>> START Material

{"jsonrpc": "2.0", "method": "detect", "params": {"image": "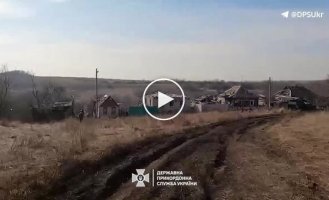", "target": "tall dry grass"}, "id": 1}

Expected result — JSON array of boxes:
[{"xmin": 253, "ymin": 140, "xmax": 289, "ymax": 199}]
[
  {"xmin": 267, "ymin": 112, "xmax": 329, "ymax": 192},
  {"xmin": 0, "ymin": 112, "xmax": 266, "ymax": 199}
]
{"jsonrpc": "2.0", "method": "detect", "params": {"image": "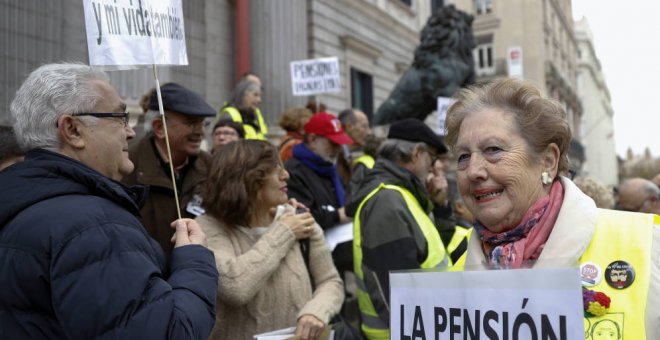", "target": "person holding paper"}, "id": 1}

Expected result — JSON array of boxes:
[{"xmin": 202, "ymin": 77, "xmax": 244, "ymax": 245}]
[
  {"xmin": 284, "ymin": 112, "xmax": 353, "ymax": 274},
  {"xmin": 445, "ymin": 79, "xmax": 660, "ymax": 339},
  {"xmin": 216, "ymin": 74, "xmax": 268, "ymax": 140},
  {"xmin": 123, "ymin": 83, "xmax": 215, "ymax": 257},
  {"xmin": 349, "ymin": 118, "xmax": 450, "ymax": 339},
  {"xmin": 0, "ymin": 64, "xmax": 218, "ymax": 339},
  {"xmin": 197, "ymin": 140, "xmax": 344, "ymax": 340}
]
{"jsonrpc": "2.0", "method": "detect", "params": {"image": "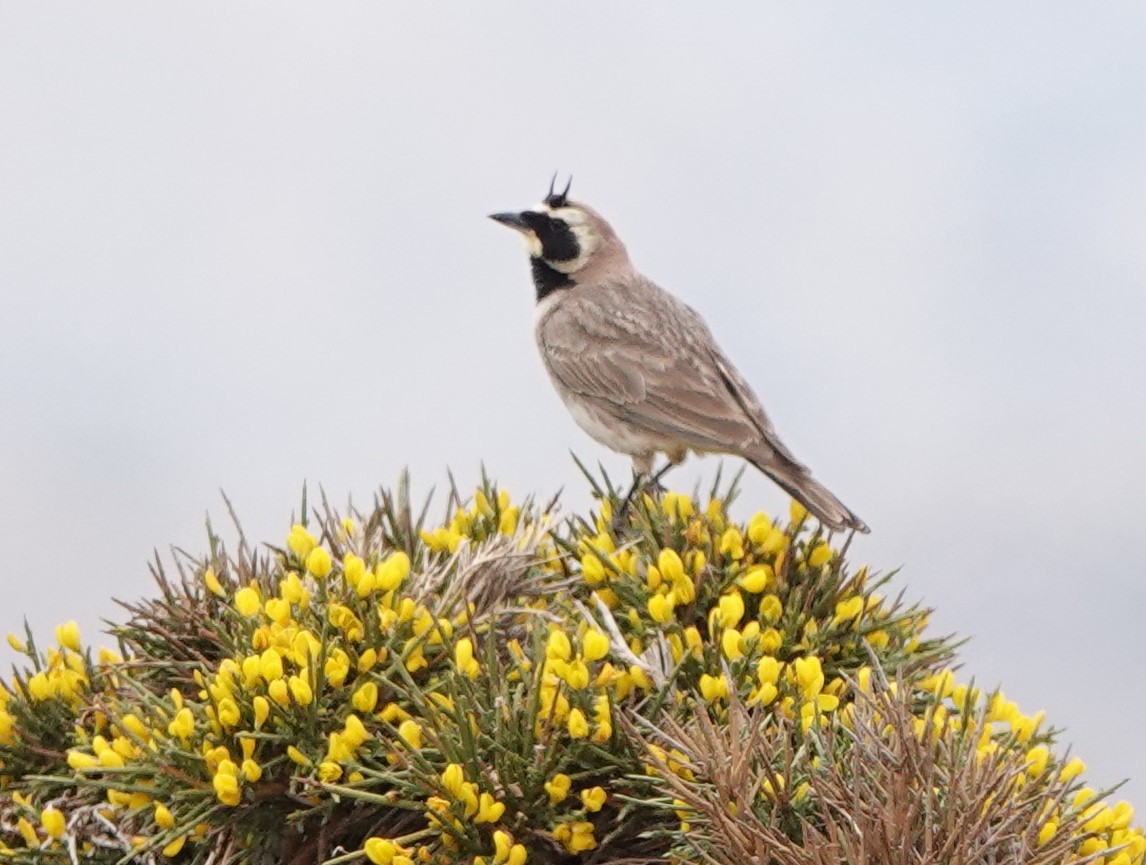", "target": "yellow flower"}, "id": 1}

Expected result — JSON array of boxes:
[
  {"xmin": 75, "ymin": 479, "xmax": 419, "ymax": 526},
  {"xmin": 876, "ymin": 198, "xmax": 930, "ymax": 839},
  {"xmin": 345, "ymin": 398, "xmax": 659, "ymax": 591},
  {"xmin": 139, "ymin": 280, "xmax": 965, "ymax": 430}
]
[
  {"xmin": 203, "ymin": 568, "xmax": 227, "ymax": 598},
  {"xmin": 217, "ymin": 697, "xmax": 243, "ymax": 730},
  {"xmin": 40, "ymin": 805, "xmax": 68, "ymax": 838},
  {"xmin": 306, "ymin": 546, "xmax": 333, "ymax": 580},
  {"xmin": 473, "ymin": 793, "xmax": 505, "ymax": 823},
  {"xmin": 581, "ymin": 628, "xmax": 609, "ymax": 662},
  {"xmin": 374, "ymin": 551, "xmax": 410, "ymax": 591},
  {"xmin": 566, "ymin": 708, "xmax": 589, "ymax": 739},
  {"xmin": 155, "ymin": 802, "xmax": 175, "ymax": 829},
  {"xmin": 657, "ymin": 549, "xmax": 685, "ymax": 583},
  {"xmin": 351, "ymin": 682, "xmax": 378, "ymax": 713},
  {"xmin": 545, "ymin": 772, "xmax": 573, "ymax": 805},
  {"xmin": 581, "ymin": 787, "xmax": 609, "ymax": 811},
  {"xmin": 362, "ymin": 838, "xmax": 400, "ymax": 865},
  {"xmin": 716, "ymin": 591, "xmax": 744, "ymax": 628},
  {"xmin": 234, "ymin": 585, "xmax": 262, "ymax": 619},
  {"xmin": 720, "ymin": 628, "xmax": 744, "ymax": 661},
  {"xmin": 756, "ymin": 655, "xmax": 783, "ymax": 685},
  {"xmin": 736, "ymin": 565, "xmax": 776, "ymax": 595},
  {"xmin": 163, "ymin": 835, "xmax": 187, "ymax": 859},
  {"xmin": 1110, "ymin": 800, "xmax": 1135, "ymax": 831},
  {"xmin": 56, "ymin": 619, "xmax": 79, "ymax": 652},
  {"xmin": 251, "ymin": 694, "xmax": 270, "ymax": 730},
  {"xmin": 760, "ymin": 595, "xmax": 784, "ymax": 624},
  {"xmin": 647, "ymin": 592, "xmax": 676, "ymax": 624},
  {"xmin": 832, "ymin": 595, "xmax": 864, "ymax": 624},
  {"xmin": 398, "ymin": 718, "xmax": 422, "ymax": 750},
  {"xmin": 259, "ymin": 648, "xmax": 283, "ymax": 682},
  {"xmin": 545, "ymin": 630, "xmax": 573, "ymax": 661},
  {"xmin": 211, "ymin": 772, "xmax": 243, "ymax": 808},
  {"xmin": 720, "ymin": 526, "xmax": 744, "ymax": 560},
  {"xmin": 322, "ymin": 648, "xmax": 351, "ymax": 687},
  {"xmin": 581, "ymin": 552, "xmax": 605, "ymax": 585},
  {"xmin": 287, "ymin": 745, "xmax": 314, "ymax": 766},
  {"xmin": 454, "ymin": 637, "xmax": 481, "ymax": 678},
  {"xmin": 792, "ymin": 655, "xmax": 824, "ymax": 699},
  {"xmin": 343, "ymin": 552, "xmax": 364, "ymax": 598},
  {"xmin": 278, "ymin": 571, "xmax": 311, "ymax": 607},
  {"xmin": 287, "ymin": 524, "xmax": 319, "ymax": 559},
  {"xmin": 287, "ymin": 676, "xmax": 314, "ymax": 706},
  {"xmin": 700, "ymin": 673, "xmax": 728, "ymax": 702}
]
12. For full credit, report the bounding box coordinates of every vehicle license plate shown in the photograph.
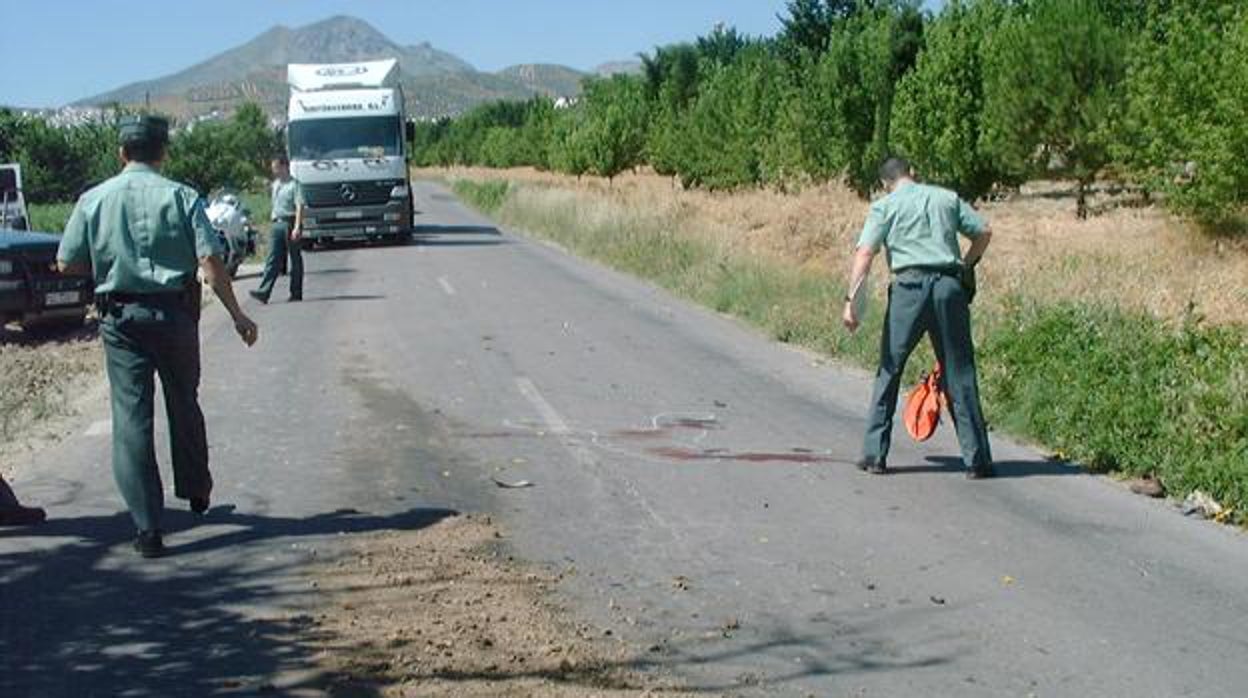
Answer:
[44,291,79,306]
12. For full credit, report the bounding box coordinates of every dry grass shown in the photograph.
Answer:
[429,167,1248,325]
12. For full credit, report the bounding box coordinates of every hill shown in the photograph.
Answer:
[75,16,585,117]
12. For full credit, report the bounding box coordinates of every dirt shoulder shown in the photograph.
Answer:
[0,322,106,476]
[302,516,685,698]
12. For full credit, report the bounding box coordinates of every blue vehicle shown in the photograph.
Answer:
[0,230,94,330]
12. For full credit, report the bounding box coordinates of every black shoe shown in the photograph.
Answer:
[966,463,997,479]
[0,504,47,526]
[855,458,889,474]
[135,531,165,558]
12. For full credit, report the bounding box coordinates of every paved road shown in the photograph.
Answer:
[0,185,1248,698]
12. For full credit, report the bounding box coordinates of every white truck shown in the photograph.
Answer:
[0,162,30,230]
[286,59,414,245]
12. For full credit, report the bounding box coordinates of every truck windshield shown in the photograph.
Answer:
[287,116,403,160]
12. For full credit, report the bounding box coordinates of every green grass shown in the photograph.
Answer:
[452,180,1248,524]
[27,191,270,260]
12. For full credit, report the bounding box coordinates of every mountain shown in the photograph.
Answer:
[495,64,585,97]
[75,16,584,117]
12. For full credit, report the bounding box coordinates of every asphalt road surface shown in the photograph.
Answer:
[0,185,1248,698]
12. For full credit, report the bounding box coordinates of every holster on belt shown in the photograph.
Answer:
[182,273,203,322]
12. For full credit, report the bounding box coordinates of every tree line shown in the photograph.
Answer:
[414,0,1248,224]
[0,104,282,204]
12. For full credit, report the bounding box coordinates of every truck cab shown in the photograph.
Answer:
[286,59,413,245]
[0,164,30,230]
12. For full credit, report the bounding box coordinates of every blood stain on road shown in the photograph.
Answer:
[648,447,841,463]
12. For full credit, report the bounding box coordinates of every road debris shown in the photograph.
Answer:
[1127,474,1166,499]
[1181,489,1226,519]
[490,477,537,489]
[306,516,689,698]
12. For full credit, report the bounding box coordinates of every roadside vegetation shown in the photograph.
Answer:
[0,104,281,209]
[444,169,1248,524]
[414,0,1248,523]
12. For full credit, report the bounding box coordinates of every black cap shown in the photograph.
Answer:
[117,114,168,145]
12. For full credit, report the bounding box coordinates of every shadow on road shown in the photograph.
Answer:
[416,238,513,247]
[0,507,454,698]
[301,293,386,303]
[889,456,1083,479]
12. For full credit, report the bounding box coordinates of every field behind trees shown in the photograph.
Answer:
[416,0,1248,232]
[414,0,1248,523]
[0,104,282,221]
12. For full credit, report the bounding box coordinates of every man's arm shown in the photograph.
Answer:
[56,201,91,276]
[841,245,876,332]
[200,255,260,347]
[962,224,992,267]
[56,260,91,276]
[290,202,303,240]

>> END Material

Output the records as a two-column CSV with the header row text,answer, one row per record, putting each record's text and its answer in a single quoted field each and turning line breaks into spaces. Begin at the line that has "green grass shown in the photograph." and stop after the line that has "[75,16,584,117]".

Result for this exercise
text,answer
"12. For full credit, report the bounding box coordinates of every green grass shown in the photograph. Answer:","[452,180,1248,524] [27,191,270,260]"
"12. For full credit, report the bounding box coordinates of every mountain shown in the photograph. Answer:","[495,64,585,97] [75,16,584,117]"